■ TASK DETAILS: Filter the listing for lines containing "below".

═══ INPUT MATERIAL

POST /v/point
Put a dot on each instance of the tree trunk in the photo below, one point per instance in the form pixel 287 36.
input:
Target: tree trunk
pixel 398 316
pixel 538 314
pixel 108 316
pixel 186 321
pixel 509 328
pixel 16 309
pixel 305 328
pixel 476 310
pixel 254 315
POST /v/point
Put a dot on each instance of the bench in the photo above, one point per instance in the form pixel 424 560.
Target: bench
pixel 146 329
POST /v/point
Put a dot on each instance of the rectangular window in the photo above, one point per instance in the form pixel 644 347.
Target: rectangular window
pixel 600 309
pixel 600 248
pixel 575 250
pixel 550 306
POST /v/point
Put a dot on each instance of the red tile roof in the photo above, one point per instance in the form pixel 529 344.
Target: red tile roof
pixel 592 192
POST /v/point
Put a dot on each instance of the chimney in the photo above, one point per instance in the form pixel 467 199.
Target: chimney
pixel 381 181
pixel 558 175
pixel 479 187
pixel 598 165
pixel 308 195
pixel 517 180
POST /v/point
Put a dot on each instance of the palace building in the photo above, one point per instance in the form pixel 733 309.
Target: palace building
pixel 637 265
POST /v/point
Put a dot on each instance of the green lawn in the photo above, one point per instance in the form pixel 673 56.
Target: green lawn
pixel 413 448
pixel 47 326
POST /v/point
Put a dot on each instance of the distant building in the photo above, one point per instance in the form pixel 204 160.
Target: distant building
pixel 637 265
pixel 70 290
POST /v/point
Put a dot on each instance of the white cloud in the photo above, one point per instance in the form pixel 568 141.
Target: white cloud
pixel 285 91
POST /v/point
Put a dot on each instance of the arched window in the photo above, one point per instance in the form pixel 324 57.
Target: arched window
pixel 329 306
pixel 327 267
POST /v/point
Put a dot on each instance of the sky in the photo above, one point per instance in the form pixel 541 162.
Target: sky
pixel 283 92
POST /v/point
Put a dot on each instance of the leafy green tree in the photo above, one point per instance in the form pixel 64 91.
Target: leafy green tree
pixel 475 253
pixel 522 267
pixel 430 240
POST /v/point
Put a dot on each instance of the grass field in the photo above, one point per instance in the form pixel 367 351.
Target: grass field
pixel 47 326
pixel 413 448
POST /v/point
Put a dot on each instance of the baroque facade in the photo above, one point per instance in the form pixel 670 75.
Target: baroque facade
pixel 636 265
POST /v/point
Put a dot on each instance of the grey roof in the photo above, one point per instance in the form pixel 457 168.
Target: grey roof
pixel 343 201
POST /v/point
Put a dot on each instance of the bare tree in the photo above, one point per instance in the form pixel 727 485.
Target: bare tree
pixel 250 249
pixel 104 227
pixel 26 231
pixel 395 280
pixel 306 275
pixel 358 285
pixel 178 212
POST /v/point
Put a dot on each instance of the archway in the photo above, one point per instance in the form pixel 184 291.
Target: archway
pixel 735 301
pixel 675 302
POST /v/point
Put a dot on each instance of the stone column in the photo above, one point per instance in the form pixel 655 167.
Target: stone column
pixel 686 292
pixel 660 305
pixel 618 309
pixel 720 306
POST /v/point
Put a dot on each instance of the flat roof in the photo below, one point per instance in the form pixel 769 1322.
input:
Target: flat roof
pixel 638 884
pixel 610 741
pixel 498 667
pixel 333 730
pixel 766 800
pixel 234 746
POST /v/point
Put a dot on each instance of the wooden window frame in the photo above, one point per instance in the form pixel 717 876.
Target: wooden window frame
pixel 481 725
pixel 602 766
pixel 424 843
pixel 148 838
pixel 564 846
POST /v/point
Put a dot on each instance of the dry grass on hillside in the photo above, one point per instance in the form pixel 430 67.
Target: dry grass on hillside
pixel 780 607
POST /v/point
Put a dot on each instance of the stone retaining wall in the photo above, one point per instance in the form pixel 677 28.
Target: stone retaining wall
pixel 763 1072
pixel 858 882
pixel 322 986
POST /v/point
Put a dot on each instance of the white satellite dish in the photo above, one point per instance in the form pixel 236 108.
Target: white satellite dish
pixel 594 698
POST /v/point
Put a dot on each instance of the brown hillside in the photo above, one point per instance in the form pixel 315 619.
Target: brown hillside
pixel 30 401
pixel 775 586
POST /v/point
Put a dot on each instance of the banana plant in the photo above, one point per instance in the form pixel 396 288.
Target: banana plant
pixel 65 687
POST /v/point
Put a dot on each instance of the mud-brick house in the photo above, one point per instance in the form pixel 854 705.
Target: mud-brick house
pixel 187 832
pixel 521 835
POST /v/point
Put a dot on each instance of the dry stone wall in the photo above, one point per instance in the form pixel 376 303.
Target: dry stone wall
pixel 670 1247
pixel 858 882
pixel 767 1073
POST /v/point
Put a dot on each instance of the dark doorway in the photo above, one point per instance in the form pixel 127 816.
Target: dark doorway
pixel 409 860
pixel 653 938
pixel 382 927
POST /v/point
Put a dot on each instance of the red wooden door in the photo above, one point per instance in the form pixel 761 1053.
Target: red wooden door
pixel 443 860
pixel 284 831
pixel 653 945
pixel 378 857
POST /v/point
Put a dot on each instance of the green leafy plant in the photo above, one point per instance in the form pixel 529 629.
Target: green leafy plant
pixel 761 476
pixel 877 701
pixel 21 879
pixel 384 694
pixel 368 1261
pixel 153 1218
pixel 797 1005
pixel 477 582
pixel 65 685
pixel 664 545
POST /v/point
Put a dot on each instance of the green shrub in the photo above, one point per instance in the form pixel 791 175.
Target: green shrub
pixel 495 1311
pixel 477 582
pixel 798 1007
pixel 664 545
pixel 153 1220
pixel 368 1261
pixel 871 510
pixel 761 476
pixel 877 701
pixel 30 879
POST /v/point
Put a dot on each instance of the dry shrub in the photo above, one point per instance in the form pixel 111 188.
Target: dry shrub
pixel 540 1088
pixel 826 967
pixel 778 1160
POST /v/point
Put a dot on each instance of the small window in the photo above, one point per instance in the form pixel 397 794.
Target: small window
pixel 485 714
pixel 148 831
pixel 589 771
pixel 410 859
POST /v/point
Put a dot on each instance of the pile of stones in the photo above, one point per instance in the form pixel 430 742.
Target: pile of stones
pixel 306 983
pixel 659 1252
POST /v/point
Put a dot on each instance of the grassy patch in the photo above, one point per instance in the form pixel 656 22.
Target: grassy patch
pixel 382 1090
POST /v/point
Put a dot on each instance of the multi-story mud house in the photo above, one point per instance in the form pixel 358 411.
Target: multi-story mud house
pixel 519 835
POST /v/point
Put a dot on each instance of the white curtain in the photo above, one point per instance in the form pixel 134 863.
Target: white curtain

══════

■ RESULT OF THIS EXERCISE:
Put a dot on each instance of the tree trunk in the photo below, one point per instance in the form pixel 287 36.
Put a dot on each instance of the flat roof in the photo below, one point per instance in the form pixel 769 1322.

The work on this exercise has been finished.